## Excerpt provided

Citing Smith’s famous “invisible hand” from The Wealth of Nations, Gould summoned forth the frequent caricature that Smith’s individuals “follow no path beyond the pursuit of their best interests.” In 2019, in Edinburgh, I found that sentiment scrawled on a sign at Smith’s gravesite—likely painted by some bampot who had feasted on the same intellectual tree roots as Gould.
Smith was a philosopher with a profound interest in human morality. His other magnum opus, The Theory of Moral Sentiments, begins with the declaration,
“How selfish soever man may be supposed, there are evidently some principles in his nature, which interest him in the fortunes of others, and render their happiness necessary to him, though he derives nothing from it, except the pleasure of seeing it.”
His two great books grapple with the symbiosis of altruism and self-interest.

(Stored items)
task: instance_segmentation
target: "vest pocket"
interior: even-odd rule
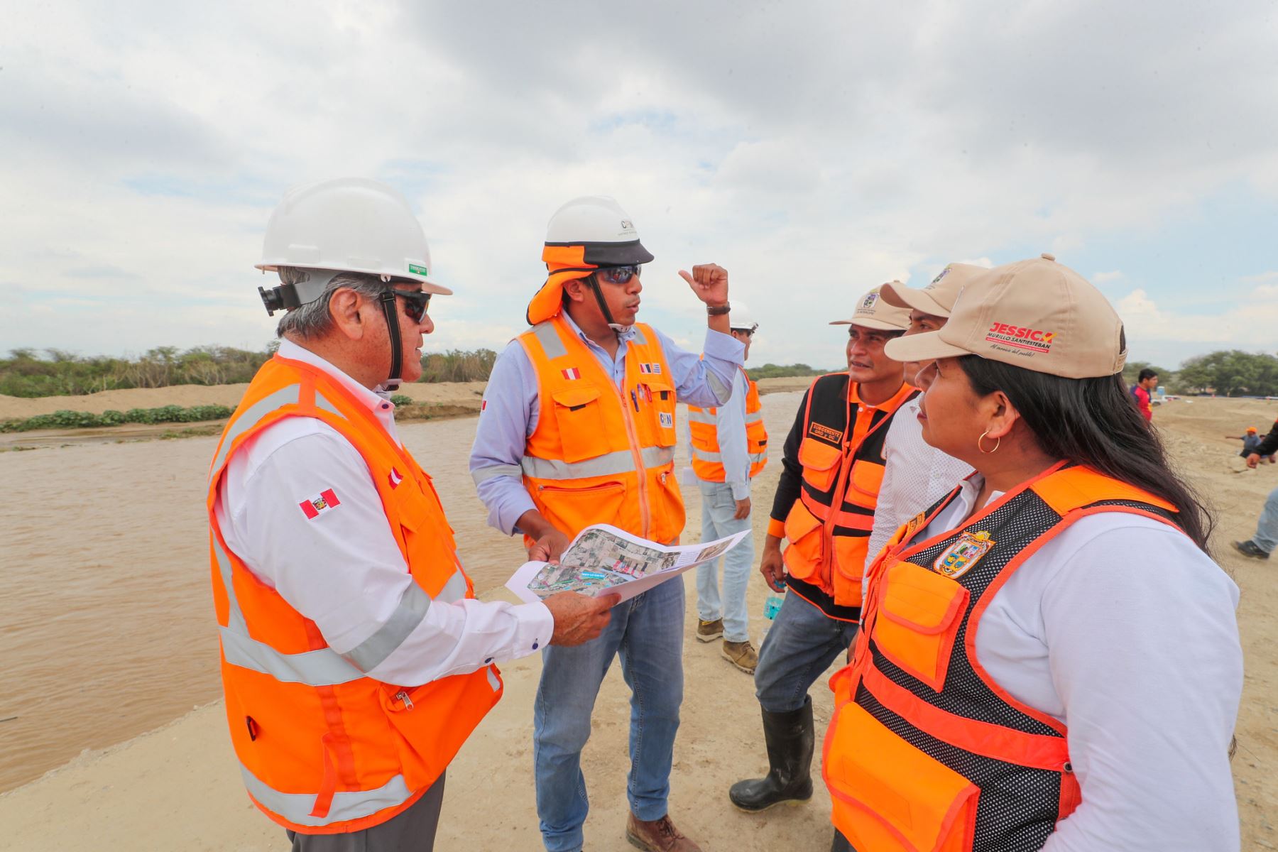
[[[621,508],[626,498],[626,487],[620,482],[597,483],[584,488],[571,488],[566,484],[537,485],[534,497],[546,520],[569,538],[590,524],[625,526]]]
[[[835,713],[822,774],[835,800],[835,826],[858,849],[971,849],[980,789],[855,701]]]
[[[820,566],[820,519],[808,511],[803,499],[796,499],[786,515],[786,570],[799,580],[810,580]]]
[[[939,692],[970,593],[950,577],[904,561],[888,568],[883,584],[874,644]]]
[[[551,393],[564,461],[573,464],[607,452],[599,388],[593,384]]]
[[[838,460],[842,455],[838,447],[815,438],[804,438],[799,445],[799,464],[803,465],[804,482],[817,491],[829,491],[838,474]]]

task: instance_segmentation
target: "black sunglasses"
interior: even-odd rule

## Using the information
a) In the passage on Smith, reproduce the stretch from "Citing Smith’s famous" through "altruism and self-interest.", swapping "philosopher" for "thinker".
b) According to the passage on Smith, where and when was the sentiment found scrawled on a sign?
The stored items are separate material, unrelated to the passage on Smith.

## Response list
a)
Citing Smith’s famous “invisible hand” from The Wealth of Nations, Gould summoned forth the frequent caricature that Smith’s individuals “follow no path beyond the pursuit of their best interests.” In 2019, in Edinburgh, I found that sentiment scrawled on a sign at Smith’s gravesite—likely painted by some bampot who had feasted on the same intellectual tree roots as Gould.
Smith was a thinker with a profound interest in human morality. His other magnum opus, The Theory of Moral Sentiments, begins with the declaration,
“How selfish soever man may be supposed, there are evidently some principles in his nature, which interest him in the fortunes of others, and render their happiness necessary to him, though he derives nothing from it, except the pleasure of seeing it.”
His two great books grapple with the symbiosis of altruism and self-interest.

b) At Smith's gravesite in Edinburgh, in 2019.